§ **Text to read**
-*-
The Last Five Percent

The Last Five Percent

(Part 1: Saul)

May 05, 2019*

By Pastor John Partridge


Acts 9:1-20                            


Have you ever set goals for yourself?

It could be anything from education, to building a house, to running a 5K (or a marathon), taking on a project (like selling hamburgers in the park, or raising money for a Habitat for Humanity house), or almost anything.  But when it comes to accomplishing a goal, it is often said that the last five percent of the project takes 80 percent of the effort.    Sometimes that is almost literally true, and sometimes it just feels that way because you’ve worked so hard all through the project and suddenly, as you near the goal, things just pile up and pushing through that last five percent seems harder than ever before.

Not surprisingly, we often find the same thing to be true in our spiritual lives and in the life of the church as well.  When we set out to grow closer to Jesus, it seems easy at first, but as we grow, we suddenly discover that Jesus wants us to change some things that we don’t want to change.  We are fond of, and often quite attached to, our habits and routines and taking those last steps that make us more like Jesus can be difficult. 

Churches often find that growing is difficult, not only because it requires everyone to make changes in order to grow, but because growth itself is difficult.  When churches are successful and start to grow, church members discover that growing means that they are suddenly faced with unfamiliar people sitting next to them in church, new faces across the table at committee meetings, new events that their church never had before, and doing new things, or doing familiar things in new ways.  And suddenly the some of the very people who advocated for change and growth turn against that growth because the unfamiliar is uncomfortable and because “we’ve never done it that way before.”

And so, for the next couple of weeks, we’re going to look at two stories about two kinds of people, who had to make some significant changes in order to grow closer to Jesus and to become the people that God intended for them to be.  We begin this week with the story about how Saul, became Paul, and a persecutor of Christians became one of Christianity’s greatest evangelists and next week we will remember how Peter, one of Jesus’ closest friends, had to leave one more thing behind to become the man that Jesus was calling him to be.
-*-
§ **Dataset**
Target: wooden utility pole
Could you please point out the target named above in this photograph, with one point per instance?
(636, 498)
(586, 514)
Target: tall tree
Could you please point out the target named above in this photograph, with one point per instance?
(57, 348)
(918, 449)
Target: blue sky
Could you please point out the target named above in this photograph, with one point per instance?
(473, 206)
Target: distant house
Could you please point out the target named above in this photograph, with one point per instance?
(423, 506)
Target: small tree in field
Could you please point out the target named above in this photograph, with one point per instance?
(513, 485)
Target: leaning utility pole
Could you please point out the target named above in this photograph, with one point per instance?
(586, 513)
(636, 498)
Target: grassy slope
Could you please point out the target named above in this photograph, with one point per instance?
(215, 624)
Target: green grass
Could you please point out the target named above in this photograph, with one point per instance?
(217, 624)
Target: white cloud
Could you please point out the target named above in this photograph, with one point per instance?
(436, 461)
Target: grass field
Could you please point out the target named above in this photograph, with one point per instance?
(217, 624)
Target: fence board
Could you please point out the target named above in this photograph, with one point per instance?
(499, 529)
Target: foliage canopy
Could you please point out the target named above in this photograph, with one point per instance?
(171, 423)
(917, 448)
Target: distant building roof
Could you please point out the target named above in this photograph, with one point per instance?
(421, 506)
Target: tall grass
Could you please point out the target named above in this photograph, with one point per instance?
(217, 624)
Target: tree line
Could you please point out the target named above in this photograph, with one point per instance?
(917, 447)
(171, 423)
-*-
§ **Requirements**
Answer from the sermon:
(a) Which scripture passage is listed at its start?
(b) How much of the effort is the last five percent of a project often said to take?
(c) Whose story will be remembered the following week?
The material placed after the sermon is separate from the sermon itself.

§ **Completed exercise**
(a) Acts 9:1-20
(b) 80 percent
(c) Peter's